Recorded data
— Start —
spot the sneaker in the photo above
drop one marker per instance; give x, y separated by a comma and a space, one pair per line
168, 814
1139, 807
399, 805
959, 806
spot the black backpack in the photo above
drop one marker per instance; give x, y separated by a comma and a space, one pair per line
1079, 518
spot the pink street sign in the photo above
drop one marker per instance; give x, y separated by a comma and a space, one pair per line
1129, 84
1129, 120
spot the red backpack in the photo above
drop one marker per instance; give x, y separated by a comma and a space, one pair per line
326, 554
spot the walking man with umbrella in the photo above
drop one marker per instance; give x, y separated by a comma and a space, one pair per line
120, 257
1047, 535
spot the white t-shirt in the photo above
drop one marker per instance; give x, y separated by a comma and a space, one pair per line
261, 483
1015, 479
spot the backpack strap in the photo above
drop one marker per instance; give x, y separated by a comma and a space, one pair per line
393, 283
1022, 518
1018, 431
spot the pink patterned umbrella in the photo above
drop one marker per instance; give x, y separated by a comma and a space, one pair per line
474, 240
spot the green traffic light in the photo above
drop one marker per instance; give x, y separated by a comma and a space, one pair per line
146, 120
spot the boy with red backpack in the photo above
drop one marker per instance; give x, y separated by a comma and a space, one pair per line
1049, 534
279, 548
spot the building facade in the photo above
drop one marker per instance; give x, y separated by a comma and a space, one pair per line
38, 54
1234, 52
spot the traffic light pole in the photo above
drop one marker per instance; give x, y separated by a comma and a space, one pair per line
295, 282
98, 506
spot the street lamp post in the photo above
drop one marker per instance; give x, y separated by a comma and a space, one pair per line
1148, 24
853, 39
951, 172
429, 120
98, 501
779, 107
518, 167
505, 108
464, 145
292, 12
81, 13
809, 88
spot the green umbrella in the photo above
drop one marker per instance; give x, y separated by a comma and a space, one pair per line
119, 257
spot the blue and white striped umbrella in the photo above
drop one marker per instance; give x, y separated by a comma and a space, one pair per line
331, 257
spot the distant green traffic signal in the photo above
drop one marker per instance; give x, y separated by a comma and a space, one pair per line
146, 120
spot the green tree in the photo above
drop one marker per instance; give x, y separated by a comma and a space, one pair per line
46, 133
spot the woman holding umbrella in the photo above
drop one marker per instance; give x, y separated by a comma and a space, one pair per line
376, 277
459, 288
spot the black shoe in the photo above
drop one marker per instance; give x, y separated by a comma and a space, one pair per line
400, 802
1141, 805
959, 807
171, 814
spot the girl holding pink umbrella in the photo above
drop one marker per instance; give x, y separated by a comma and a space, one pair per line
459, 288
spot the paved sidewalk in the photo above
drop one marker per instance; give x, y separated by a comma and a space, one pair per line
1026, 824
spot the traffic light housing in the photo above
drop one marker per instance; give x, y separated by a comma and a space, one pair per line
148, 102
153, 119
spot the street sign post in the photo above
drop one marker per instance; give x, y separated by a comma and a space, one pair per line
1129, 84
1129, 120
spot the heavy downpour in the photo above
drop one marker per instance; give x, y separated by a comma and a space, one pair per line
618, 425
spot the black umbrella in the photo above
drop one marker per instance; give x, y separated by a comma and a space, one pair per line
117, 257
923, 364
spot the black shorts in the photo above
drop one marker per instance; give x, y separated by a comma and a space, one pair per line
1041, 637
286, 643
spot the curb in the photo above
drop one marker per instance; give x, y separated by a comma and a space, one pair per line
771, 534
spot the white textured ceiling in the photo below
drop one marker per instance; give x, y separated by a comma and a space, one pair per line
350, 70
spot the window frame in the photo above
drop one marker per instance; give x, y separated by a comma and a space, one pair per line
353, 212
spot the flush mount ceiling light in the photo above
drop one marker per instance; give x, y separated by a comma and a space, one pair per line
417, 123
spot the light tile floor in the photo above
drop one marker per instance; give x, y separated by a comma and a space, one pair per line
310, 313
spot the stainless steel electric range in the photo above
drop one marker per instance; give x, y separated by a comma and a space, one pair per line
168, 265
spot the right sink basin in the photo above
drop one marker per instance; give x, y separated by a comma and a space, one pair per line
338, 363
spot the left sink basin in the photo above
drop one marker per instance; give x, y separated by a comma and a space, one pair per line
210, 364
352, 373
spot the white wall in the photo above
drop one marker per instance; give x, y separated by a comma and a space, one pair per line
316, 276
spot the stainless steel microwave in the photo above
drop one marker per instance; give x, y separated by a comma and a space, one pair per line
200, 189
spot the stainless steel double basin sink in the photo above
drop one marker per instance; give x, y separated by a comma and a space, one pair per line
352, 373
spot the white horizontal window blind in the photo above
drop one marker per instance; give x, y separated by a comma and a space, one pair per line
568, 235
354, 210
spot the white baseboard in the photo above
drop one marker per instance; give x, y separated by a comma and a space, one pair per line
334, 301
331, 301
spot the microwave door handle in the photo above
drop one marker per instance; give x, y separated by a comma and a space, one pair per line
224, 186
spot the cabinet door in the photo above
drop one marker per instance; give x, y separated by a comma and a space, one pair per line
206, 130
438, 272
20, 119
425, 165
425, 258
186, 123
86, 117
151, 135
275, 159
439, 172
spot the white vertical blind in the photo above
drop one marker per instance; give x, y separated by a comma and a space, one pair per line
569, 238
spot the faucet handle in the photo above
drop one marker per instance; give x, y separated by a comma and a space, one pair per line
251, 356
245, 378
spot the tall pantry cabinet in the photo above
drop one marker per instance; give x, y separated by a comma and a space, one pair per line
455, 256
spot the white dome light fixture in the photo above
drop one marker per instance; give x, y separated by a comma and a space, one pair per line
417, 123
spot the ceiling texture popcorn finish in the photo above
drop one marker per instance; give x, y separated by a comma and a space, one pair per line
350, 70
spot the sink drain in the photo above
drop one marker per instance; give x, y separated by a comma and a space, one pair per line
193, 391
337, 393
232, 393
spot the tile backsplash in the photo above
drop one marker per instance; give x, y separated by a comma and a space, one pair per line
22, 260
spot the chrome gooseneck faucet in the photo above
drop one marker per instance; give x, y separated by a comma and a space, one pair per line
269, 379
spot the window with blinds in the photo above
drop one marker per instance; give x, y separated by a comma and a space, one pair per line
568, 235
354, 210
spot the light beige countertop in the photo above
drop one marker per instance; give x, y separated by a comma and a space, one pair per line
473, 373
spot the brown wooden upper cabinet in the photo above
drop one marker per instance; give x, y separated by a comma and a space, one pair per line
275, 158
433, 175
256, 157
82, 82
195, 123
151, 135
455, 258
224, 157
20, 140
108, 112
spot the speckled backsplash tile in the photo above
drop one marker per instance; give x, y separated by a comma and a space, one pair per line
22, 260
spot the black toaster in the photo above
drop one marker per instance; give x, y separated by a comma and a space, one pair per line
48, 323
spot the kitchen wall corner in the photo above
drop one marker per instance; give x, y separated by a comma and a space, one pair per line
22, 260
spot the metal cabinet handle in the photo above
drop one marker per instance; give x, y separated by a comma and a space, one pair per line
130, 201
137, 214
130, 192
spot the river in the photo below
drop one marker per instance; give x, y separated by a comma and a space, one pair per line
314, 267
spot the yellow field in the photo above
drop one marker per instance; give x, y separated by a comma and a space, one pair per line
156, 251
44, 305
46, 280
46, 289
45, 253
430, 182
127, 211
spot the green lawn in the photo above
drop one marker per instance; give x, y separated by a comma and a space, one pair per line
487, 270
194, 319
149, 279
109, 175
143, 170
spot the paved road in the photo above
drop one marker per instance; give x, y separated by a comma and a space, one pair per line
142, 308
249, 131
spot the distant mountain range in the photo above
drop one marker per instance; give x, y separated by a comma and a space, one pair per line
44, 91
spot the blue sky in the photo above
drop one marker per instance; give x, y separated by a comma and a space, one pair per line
— End —
— Start —
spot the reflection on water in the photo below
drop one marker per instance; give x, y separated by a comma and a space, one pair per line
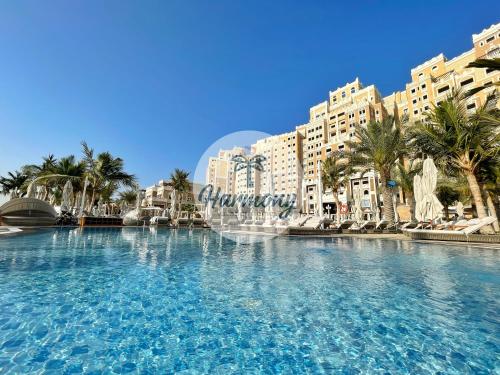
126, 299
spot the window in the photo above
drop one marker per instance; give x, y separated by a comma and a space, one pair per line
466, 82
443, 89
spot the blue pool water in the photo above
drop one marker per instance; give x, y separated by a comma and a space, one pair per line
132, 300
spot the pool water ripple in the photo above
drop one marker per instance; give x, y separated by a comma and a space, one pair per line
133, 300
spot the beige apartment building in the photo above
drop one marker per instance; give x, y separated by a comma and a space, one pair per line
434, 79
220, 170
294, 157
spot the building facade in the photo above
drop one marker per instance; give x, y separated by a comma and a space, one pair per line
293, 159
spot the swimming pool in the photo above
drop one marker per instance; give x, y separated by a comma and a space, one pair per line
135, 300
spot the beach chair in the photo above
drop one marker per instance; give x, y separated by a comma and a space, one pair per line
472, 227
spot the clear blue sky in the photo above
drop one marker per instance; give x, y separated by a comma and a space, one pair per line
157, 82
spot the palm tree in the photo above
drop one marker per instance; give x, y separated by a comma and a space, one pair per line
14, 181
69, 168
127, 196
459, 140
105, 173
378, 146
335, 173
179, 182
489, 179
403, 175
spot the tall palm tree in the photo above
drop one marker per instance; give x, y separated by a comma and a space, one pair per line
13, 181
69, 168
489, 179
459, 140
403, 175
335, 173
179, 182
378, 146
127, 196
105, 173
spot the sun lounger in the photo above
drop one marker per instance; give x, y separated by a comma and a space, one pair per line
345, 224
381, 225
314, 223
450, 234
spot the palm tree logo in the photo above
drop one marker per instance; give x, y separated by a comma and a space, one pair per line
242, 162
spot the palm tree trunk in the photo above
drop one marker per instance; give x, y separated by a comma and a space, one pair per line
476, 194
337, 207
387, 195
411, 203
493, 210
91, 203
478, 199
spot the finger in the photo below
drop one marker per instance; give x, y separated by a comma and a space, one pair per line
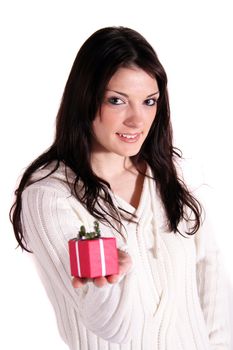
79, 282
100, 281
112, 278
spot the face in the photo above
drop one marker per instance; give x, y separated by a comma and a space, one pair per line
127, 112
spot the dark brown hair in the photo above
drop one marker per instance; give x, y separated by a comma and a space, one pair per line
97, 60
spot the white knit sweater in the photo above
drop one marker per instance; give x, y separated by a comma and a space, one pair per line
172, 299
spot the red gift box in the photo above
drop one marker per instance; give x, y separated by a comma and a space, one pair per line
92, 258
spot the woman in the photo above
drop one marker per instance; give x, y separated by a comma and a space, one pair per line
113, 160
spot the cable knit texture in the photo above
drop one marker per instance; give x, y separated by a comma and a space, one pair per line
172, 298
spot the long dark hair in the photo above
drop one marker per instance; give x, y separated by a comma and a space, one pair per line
— End —
— Start —
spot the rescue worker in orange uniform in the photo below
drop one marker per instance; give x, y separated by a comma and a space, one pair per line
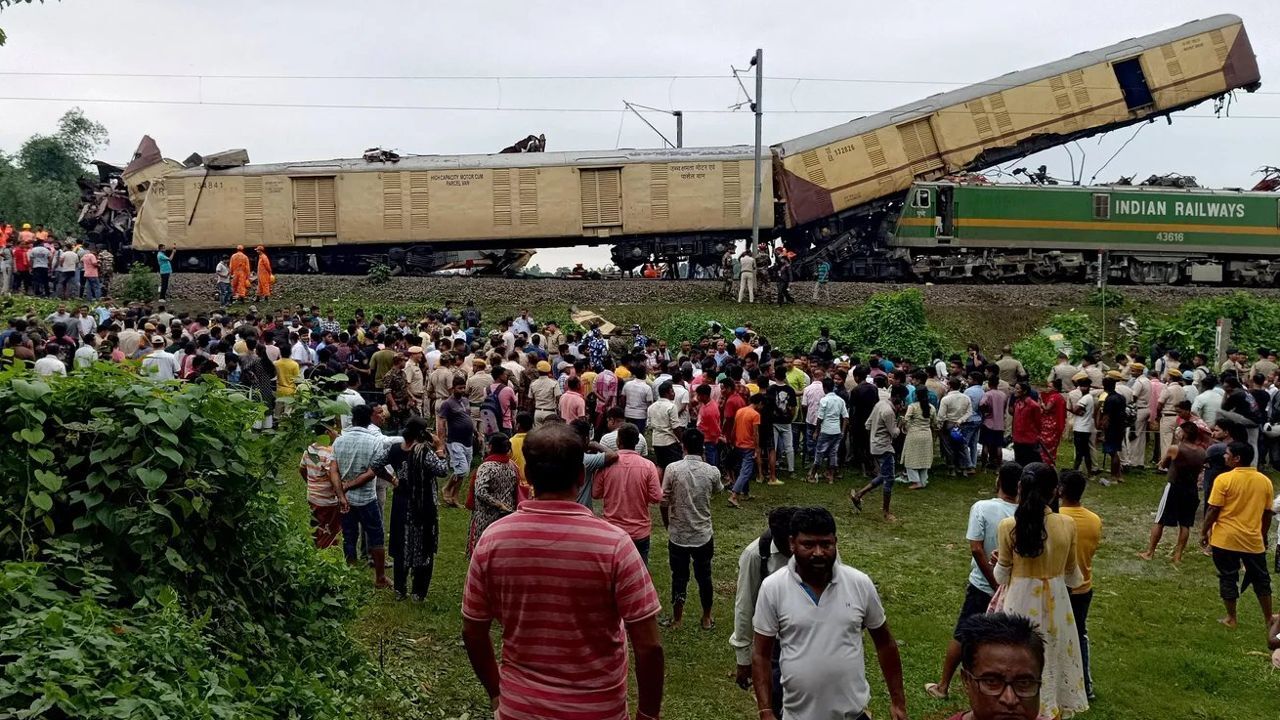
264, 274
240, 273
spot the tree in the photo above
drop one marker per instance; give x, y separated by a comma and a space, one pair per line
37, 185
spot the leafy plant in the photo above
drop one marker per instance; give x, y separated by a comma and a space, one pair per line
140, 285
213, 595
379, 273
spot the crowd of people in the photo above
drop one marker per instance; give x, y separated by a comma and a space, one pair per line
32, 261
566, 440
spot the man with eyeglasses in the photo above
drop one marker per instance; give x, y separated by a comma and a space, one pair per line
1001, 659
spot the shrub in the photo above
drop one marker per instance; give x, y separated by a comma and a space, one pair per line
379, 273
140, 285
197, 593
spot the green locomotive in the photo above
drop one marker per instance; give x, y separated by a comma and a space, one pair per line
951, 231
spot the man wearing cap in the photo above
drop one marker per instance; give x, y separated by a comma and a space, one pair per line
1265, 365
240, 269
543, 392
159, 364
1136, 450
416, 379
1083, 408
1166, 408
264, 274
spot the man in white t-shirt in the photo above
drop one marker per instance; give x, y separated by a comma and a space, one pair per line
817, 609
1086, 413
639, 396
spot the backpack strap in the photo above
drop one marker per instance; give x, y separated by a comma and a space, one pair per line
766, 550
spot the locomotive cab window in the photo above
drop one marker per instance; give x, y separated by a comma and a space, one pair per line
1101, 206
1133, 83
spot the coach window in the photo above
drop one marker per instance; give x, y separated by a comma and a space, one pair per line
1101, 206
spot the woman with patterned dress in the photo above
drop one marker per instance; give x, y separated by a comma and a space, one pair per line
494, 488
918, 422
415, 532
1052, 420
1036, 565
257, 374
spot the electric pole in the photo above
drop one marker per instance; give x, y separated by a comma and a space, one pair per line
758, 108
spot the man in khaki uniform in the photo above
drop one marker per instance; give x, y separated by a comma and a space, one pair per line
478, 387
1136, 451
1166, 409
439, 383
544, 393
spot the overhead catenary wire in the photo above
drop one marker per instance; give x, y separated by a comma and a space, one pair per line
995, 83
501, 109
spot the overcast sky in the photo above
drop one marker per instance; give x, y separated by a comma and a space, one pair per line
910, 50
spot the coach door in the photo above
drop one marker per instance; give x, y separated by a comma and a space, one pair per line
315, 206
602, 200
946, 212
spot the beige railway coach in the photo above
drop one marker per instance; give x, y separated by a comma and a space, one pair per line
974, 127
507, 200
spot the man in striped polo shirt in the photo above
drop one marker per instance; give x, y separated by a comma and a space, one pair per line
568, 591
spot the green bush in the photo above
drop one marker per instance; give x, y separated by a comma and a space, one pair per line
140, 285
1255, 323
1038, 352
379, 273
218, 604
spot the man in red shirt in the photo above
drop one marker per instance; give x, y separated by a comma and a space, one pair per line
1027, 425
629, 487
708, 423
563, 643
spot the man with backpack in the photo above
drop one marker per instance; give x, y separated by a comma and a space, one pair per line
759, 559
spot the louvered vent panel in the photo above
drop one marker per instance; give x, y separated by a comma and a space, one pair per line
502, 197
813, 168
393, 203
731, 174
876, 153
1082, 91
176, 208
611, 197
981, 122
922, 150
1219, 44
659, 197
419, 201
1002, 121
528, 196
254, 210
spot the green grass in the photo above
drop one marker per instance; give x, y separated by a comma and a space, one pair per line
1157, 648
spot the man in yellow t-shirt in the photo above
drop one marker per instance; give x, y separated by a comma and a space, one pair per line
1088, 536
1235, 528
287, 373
— End —
§ **TO DO**: Identify every line in the material above that contains the word "handle", and copy each one. Case counts.

§ **WRITTEN ANSWER**:
spot the microwave door handle in the photo above
spot the faucet handle in the photo above
spot the metal cabinet handle in the photo above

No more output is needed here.